---------- TEXT PROVIDED ----------

On Record: Sam Hayden: Solos/Duos (Métier)

Sam Hayden
Picking up the Pieces (1991, rev. 2019) – Darragh Morgan (violin)
AXE[S] (1997, rev. 2009/19/21) – Mats Scheidegger (guitar)
Frammenti di divenire (2018) – Gianpaolo Antongirolami (soprano saxophone); Michele Selva (baritone saxophone)
Attente (2018-19) – Carla Rees (flute)
Remnants I (2018-19) – Richard Haynes (contrabass clarinet)
Remnants III (2021) – Karoline Öhman (cello), Tamriko Kordzaia (piano)

Métier MSV28622 [two discs, 84’51’’]
Producers/Engineers Mikey Parsons (Picking up the Pieces), Mats Scheidegger (AXE[S]), Francesco Sardella (Frammenti di divenire), Simon Paterson (Attente), Fabio Oehrli (Remnants I), Marcel Babazadeh (Remnants III)
Editing/Mixing Sam Hayden
Recorded 11 July 2019 at King Charles Court, London (Picking up the Pieces), 21 September 2021 at SRF Studio, Zurich (Remnants III), 7 January 2022 at Nottingham University (Attente), 25 February – 8 May 2022 at Home Studio, Zurich (AXE[S]), 13 May 2022 at Helvetiaplatz, Bern (Remnants I), 29 June 2022 at Pinkhouse Studio, Ancona (Frammenti di divenire)

written by Richard Whitehouse

What’s the story?

---------- DATASET EXTRACT ----------

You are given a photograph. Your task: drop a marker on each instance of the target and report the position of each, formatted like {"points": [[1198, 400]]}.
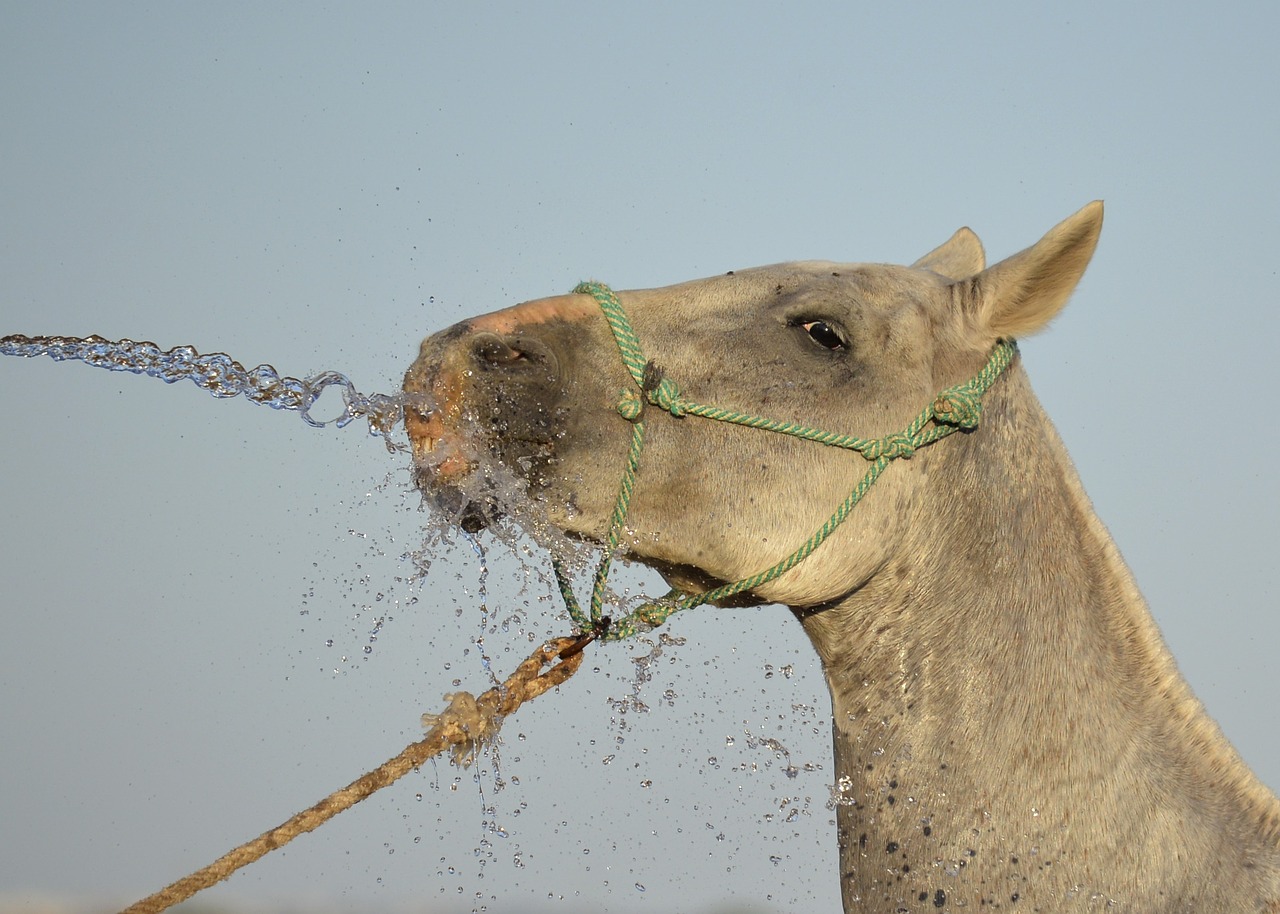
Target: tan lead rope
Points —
{"points": [[466, 725]]}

----------

→ **INSTRUCTIONS**:
A: Extract from the Solos/Duos listing everything from "Attente (2018-19) –" down to "Babazadeh (Remnants III)".
B: Decide whether each statement agrees with the Solos/Duos listing, and give a yes or no with the deciding words quoted: (i) Attente was recorded at Nottingham University; (ii) Carla Rees plays the cello; (iii) Sam Hayden handled the editing and mixing.

→ **WRITTEN ANSWERS**:
A:
Attente (2018-19) – Carla Rees (flute)
Remnants I (2018-19) – Richard Haynes (contrabass clarinet)
Remnants III (2021) – Karoline Öhman (cello), Tamriko Kordzaia (piano)

Métier MSV28622 [two discs, 84’51’’]
Producers/Engineers Mikey Parsons (Picking up the Pieces), Mats Scheidegger (AXE[S]), Francesco Sardella (Frammenti di divenire), Simon Paterson (Attente), Fabio Oehrli (Remnants I), Marcel Babazadeh (Remnants III)

B:
(i) Yes: "7 January 2022 at Nottingham University (Attente)"
(ii) No: "Attente (2018-19) – Carla Rees (flute)"
(iii) Yes: "Editing/Mixing Sam Hayden"